Stored entries
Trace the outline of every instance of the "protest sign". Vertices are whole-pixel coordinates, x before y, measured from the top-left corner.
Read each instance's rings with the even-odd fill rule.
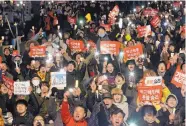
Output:
[[[162,86],[140,86],[138,87],[138,96],[140,102],[161,101]]]
[[[138,26],[137,27],[137,32],[138,32],[138,37],[139,38],[146,37],[146,36],[152,34],[150,25],[147,25],[147,26]]]
[[[8,78],[7,76],[2,75],[2,80],[5,84],[5,86],[13,91],[14,90],[14,81],[11,78]]]
[[[144,16],[156,16],[158,14],[158,10],[152,9],[152,8],[147,8],[143,11]]]
[[[118,7],[118,5],[116,5],[116,6],[114,6],[114,8],[112,9],[112,11],[110,11],[109,17],[110,17],[110,18],[115,18],[118,14],[119,14],[119,7]]]
[[[46,47],[45,46],[33,46],[30,48],[31,57],[45,57]]]
[[[14,95],[29,95],[30,82],[14,82]]]
[[[111,30],[111,24],[100,24],[100,26],[104,27],[106,31]]]
[[[139,13],[141,11],[141,6],[136,6],[136,12]]]
[[[90,45],[91,48],[96,49],[96,44],[92,40],[89,40],[88,44]]]
[[[51,72],[51,88],[64,89],[66,87],[66,71]]]
[[[121,43],[118,41],[101,41],[101,54],[115,54],[118,55],[121,48]]]
[[[180,1],[175,1],[172,5],[174,8],[180,8]]]
[[[124,48],[125,60],[135,59],[135,57],[139,57],[142,54],[143,54],[143,48],[141,44]]]
[[[160,24],[160,17],[156,15],[155,17],[152,18],[150,23],[154,28],[158,27],[158,25]]]
[[[161,76],[152,76],[145,78],[145,86],[158,86],[162,85],[162,77]]]
[[[19,54],[19,51],[18,51],[18,50],[13,50],[12,56],[18,56],[18,55],[20,55],[20,54]]]
[[[186,82],[186,74],[184,74],[181,70],[177,69],[172,77],[171,83],[174,84],[176,87],[182,87],[183,84]]]
[[[184,37],[186,37],[186,25],[181,26],[181,33],[184,34]]]
[[[68,44],[69,44],[70,49],[75,52],[82,51],[85,48],[82,40],[70,39]]]
[[[76,17],[70,17],[70,16],[68,16],[68,17],[67,17],[67,21],[68,21],[70,24],[76,24]]]

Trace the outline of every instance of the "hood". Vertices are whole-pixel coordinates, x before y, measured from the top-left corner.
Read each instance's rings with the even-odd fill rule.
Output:
[[[174,97],[176,99],[176,106],[178,105],[178,98],[176,97],[176,95],[174,94],[170,94],[167,99],[166,99],[166,103],[167,103],[167,100],[170,98],[170,97]]]
[[[30,44],[31,44],[31,43],[34,43],[35,46],[39,45],[39,43],[38,43],[37,41],[35,41],[35,40],[29,40],[29,41],[27,41],[26,44],[25,44],[25,49],[26,49],[27,51],[30,49]]]

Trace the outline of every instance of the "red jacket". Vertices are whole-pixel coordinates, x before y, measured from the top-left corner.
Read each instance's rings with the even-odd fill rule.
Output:
[[[61,107],[61,118],[65,126],[87,126],[85,120],[76,122],[74,118],[70,115],[68,102],[63,101]]]

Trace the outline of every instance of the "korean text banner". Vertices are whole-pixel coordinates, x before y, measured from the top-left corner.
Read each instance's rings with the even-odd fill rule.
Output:
[[[138,87],[138,96],[140,102],[161,101],[162,86],[140,86]]]
[[[70,17],[70,16],[68,16],[68,17],[67,17],[67,21],[68,21],[70,24],[76,24],[76,17]]]
[[[155,16],[155,15],[157,15],[158,14],[158,10],[156,10],[156,9],[152,9],[152,8],[147,8],[147,9],[145,9],[144,11],[143,11],[143,15],[144,16]]]
[[[152,18],[150,23],[154,28],[158,27],[158,25],[160,24],[160,17],[156,15],[155,17]]]
[[[45,57],[46,47],[45,46],[33,46],[30,48],[31,57]]]
[[[141,44],[124,48],[124,60],[135,59],[143,54],[143,48]]]
[[[66,72],[51,72],[51,89],[56,87],[58,89],[64,89],[66,87]]]
[[[7,76],[2,75],[2,80],[5,84],[5,86],[13,91],[14,90],[14,81],[11,78],[8,78]]]
[[[14,94],[15,95],[29,95],[30,82],[14,82]]]
[[[138,26],[137,27],[137,32],[138,32],[138,37],[142,38],[142,37],[147,37],[148,35],[151,35],[151,26],[147,25],[147,26]]]
[[[186,74],[177,69],[174,73],[171,83],[176,87],[182,87],[182,85],[186,83]]]
[[[80,52],[85,48],[83,41],[81,40],[69,40],[69,47],[72,51]]]
[[[101,41],[100,48],[101,54],[115,54],[120,52],[121,44],[118,41]]]

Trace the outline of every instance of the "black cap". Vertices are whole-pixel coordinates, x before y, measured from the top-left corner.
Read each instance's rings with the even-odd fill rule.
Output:
[[[102,98],[103,98],[103,99],[105,99],[105,98],[110,98],[110,99],[112,99],[112,95],[111,95],[111,93],[104,93]]]
[[[72,64],[72,65],[74,65],[74,67],[76,67],[76,64],[74,61],[69,61],[67,65],[69,65],[69,64]]]
[[[28,103],[27,103],[27,101],[26,101],[26,100],[23,100],[23,99],[21,99],[21,100],[18,100],[18,101],[16,102],[16,106],[17,106],[18,104],[22,104],[22,105],[25,105],[26,107],[28,106]]]
[[[136,63],[135,63],[134,60],[128,60],[128,61],[126,62],[126,65],[128,66],[129,64],[136,65]]]

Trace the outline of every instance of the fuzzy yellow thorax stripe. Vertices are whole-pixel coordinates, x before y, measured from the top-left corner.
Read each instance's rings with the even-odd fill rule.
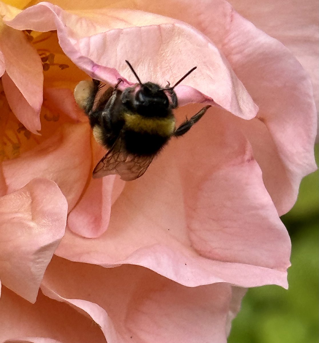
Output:
[[[170,137],[175,130],[175,119],[173,117],[166,118],[146,118],[134,113],[124,114],[125,126],[136,132]]]

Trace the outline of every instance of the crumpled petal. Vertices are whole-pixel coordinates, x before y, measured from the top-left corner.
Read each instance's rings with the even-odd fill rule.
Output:
[[[1,7],[1,12],[7,8]],[[23,33],[3,25],[0,36],[1,59],[7,74],[2,81],[8,102],[18,119],[36,134],[41,128],[43,99],[41,59]]]
[[[235,11],[232,18],[223,51],[260,107],[256,118],[242,121],[240,126],[281,215],[296,201],[302,178],[317,169],[311,85],[299,62],[281,43]],[[252,46],[253,51],[248,48]],[[239,49],[241,53],[236,53]]]
[[[87,312],[114,343],[164,343],[172,337],[226,343],[229,314],[243,295],[226,284],[185,287],[137,266],[101,269],[56,257],[41,287]]]
[[[41,291],[31,304],[4,286],[2,290],[0,342],[19,342],[26,338],[32,343],[51,343],[50,339],[55,343],[105,343],[100,329],[91,320]]]
[[[19,189],[35,177],[54,181],[74,207],[92,168],[91,132],[87,123],[66,123],[52,137],[20,157],[3,162],[8,191]]]
[[[128,15],[130,21],[119,20],[115,27],[110,27],[105,20],[102,31],[98,23],[94,23],[94,17],[90,16],[91,13],[88,18],[83,15],[80,17],[46,2],[28,8],[11,20],[5,15],[4,20],[19,29],[57,29],[61,47],[77,65],[94,78],[111,84],[117,83],[120,75],[125,82],[120,87],[127,85],[127,79],[136,82],[125,59],[134,66],[140,78],[160,83],[169,80],[173,84],[198,65],[183,82],[194,89],[189,91],[193,91],[196,97],[199,91],[203,94],[201,102],[215,103],[245,119],[256,115],[257,106],[226,60],[205,36],[184,23],[172,22],[170,18],[143,12],[137,16],[127,10],[108,12],[106,15],[111,16],[113,23],[114,16],[125,19]],[[154,25],[154,20],[161,23]],[[150,22],[152,24],[145,26]],[[117,47],[116,54],[106,49],[109,46]],[[134,52],[137,50],[138,55]],[[159,58],[162,56],[165,59]],[[185,104],[182,98],[180,100]]]
[[[68,206],[56,185],[35,179],[0,198],[0,278],[32,303],[63,236]]]
[[[106,267],[142,265],[188,286],[287,287],[289,236],[232,117],[207,114],[182,140],[172,140],[143,178],[126,183],[102,236],[68,230],[56,254]],[[83,208],[83,215],[97,205]],[[86,228],[84,235],[94,237],[95,228]]]

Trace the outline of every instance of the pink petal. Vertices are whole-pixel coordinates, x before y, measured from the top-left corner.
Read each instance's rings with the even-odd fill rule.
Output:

▸ Instructions for the task: Reproduce the listing from its first line through the line that contains "[[[14,95],[29,95],[30,82],[14,82]]]", inclusive, keeping the requests and shifting every vertex coordinate in the outputs by adding -82 to it. Leave the pictures out.

▸ Correct response:
Trace the outline of every instance of the "protest sign". Vertices are whole-pixel coordinates, x before y, measured from the top-left corner.
Read each instance's rings with the even-odd fill rule.
Output:
[[[80,4],[58,4],[56,5],[56,14],[58,20],[79,19]]]
[[[56,-56],[55,-55],[55,-50],[56,-50],[56,-45],[57,-44],[64,-45],[64,-46],[70,-48],[68,-57],[65,-57],[65,-56]]]
[[[-74,-4],[-75,-6],[-80,-7],[-80,-2],[-77,2],[-77,4],[-69,9],[-68,8],[-68,-1],[-71,-4]]]
[[[62,-66],[74,-66],[76,-68],[76,-72],[70,-73],[70,-74],[65,-74],[61,-71]]]
[[[36,-75],[36,-77],[34,-77],[34,-76],[32,-76],[32,-74],[30,-73],[30,-71],[28,-71],[27,-65],[28,-65],[28,-64],[33,-64],[36,-68],[37,-68],[37,-75]]]
[[[-36,-35],[-37,-36],[-49,-36],[-52,-34],[-51,-25],[-37,-25]]]
[[[-68,13],[-53,13],[-52,0],[-68,0]]]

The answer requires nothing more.